◆ Requirements ◆
Format the data below as a JSON list of strings, one string per line, leaving out any blank lines.

## Start Data supplied

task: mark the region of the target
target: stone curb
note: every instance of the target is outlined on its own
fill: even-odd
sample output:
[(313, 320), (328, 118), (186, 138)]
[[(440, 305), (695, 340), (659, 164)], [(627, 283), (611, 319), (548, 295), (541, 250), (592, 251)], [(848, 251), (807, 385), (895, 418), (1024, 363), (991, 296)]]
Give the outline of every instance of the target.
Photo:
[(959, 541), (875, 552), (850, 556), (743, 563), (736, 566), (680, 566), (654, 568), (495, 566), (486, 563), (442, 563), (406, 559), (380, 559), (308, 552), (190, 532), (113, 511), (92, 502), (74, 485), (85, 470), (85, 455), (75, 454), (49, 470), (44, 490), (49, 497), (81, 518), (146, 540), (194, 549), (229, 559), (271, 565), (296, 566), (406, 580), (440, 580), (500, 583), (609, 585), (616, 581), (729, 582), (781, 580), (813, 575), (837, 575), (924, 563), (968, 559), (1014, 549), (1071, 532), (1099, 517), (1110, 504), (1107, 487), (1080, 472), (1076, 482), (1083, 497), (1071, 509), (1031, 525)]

## End Data supplied

◆ Full output ◆
[
  "task: mark the region of the target",
  "target: stone curb",
  "note: every instance of the target is outlined on its own",
  "fill: even-odd",
  "sample output:",
  "[(313, 320), (328, 118), (186, 138)]",
  "[[(440, 305), (695, 340), (659, 164)], [(627, 283), (611, 319), (548, 295), (541, 250), (592, 251)], [(848, 251), (807, 385), (895, 418), (1024, 363), (991, 296)]]",
  "Give the outline of every instance of the target.",
  "Photo:",
  "[(959, 541), (875, 552), (850, 556), (743, 563), (736, 566), (680, 566), (654, 568), (495, 566), (486, 563), (442, 563), (406, 559), (380, 559), (308, 552), (190, 532), (113, 511), (92, 502), (74, 485), (85, 470), (85, 455), (75, 454), (49, 470), (44, 490), (49, 497), (81, 518), (146, 540), (194, 549), (229, 559), (271, 565), (296, 566), (406, 580), (440, 580), (500, 583), (609, 585), (616, 581), (729, 582), (781, 580), (813, 575), (837, 575), (924, 563), (968, 559), (1014, 549), (1071, 532), (1099, 517), (1110, 504), (1107, 487), (1080, 472), (1076, 482), (1083, 497), (1071, 509), (1031, 525)]"
]